→ Textauszug:
====

Im Sommer, wenn die meisten Familien in die Ferien fahren, packen Christine Lindt und Katharina Scherr, unterstützt von Helferinnen und Helfern, Bilderbücher, Papier und Malstifte ein und machen sich auf in ein Quartier, wo sozial benachteiligte Familien wohnen. Während zwei Wochen sitzen sie täglich zwei Stunden im Freien und verbringen Zeit mit Kindern und Jugendlichen aus den umliegenden Mietskasernen. Das Programm: Bücher anschauen, Geschichten erzählen und erfinden, malen, Theater spielen. «Es ist jeden Tag wieder ein neues Abenteuer», berichten die Frauen: «Wie die Kinder sich einbringen, können wir nie planen.» Während in den Anfängen arme Schweizer Familien in den Sozialsiedlungen lebten, sind es heute vor allem Familien mit Migrationshintergrund. Die «Strassenbibliothek» leistet einen Beitrag zur Integration.

====

→ Ziel der Aufgabe: Schreiben Sie aus dem Textauszug die Stelle ab, die mit „Im Sommer, wenn“ beginnt und mit „Beitrag zur Integration.“ endet. Die Zeilen stehen in keinem Zusammenhang mit dem Textauszug.

→ Angezeigte Informationen:
====

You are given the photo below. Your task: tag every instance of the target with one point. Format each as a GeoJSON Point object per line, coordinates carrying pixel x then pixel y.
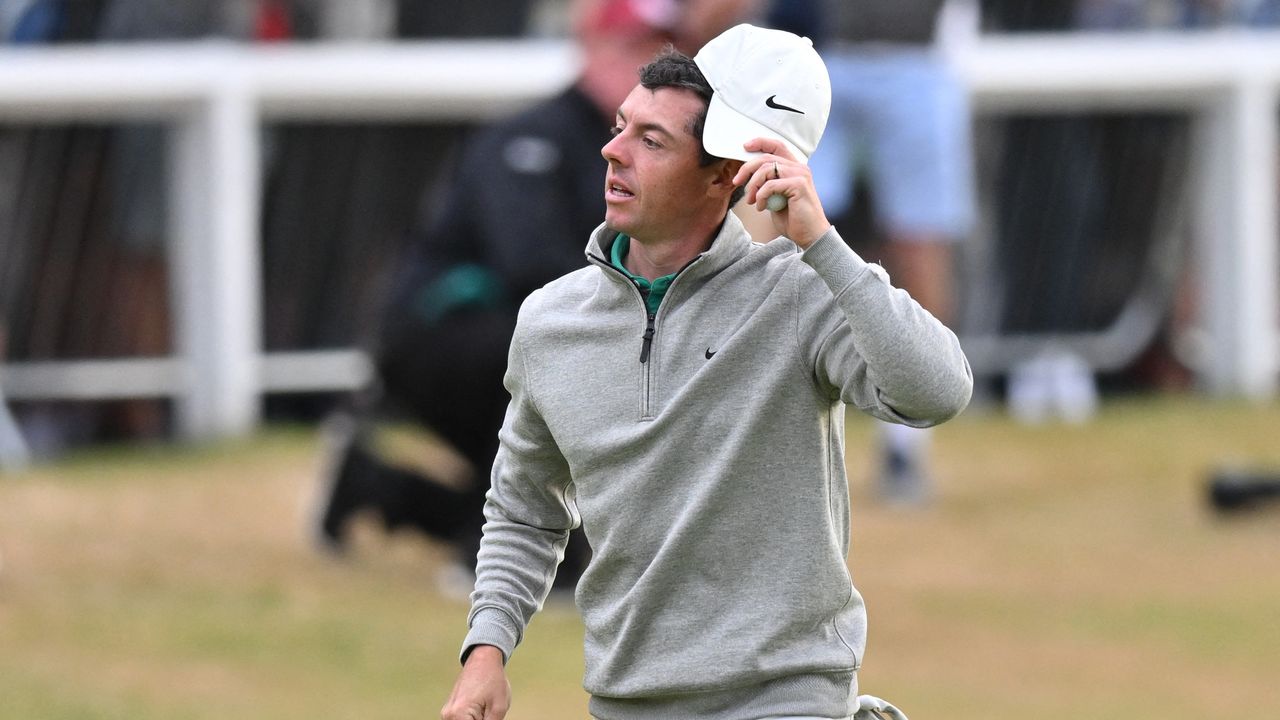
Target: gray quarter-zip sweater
{"type": "Point", "coordinates": [709, 477]}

====

→ Ergebnis der Aufgabe:
Im Sommer, wenn die meisten Familien in die Ferien fahren, packen Christine Lindt und Katharina Scherr, unterstützt von Helferinnen und Helfern, Bilderbücher, Papier und Malstifte ein und machen sich auf in ein Quartier, wo sozial benachteiligte Familien wohnen. Während zwei Wochen sitzen sie täglich zwei Stunden im Freien und verbringen Zeit mit Kindern und Jugendlichen aus den umliegenden Mietskasernen. Das Programm: Bücher anschauen, Geschichten erzählen und erfinden, malen, Theater spielen. «Es ist jeden Tag wieder ein neues Abenteuer», berichten die Frauen: «Wie die Kinder sich einbringen, können wir nie planen.» Während in den Anfängen arme Schweizer Familien in den Sozialsiedlungen lebten, sind es heute vor allem Familien mit Migrationshintergrund. Die «Strassenbibliothek» leistet einen Beitrag zur Integration.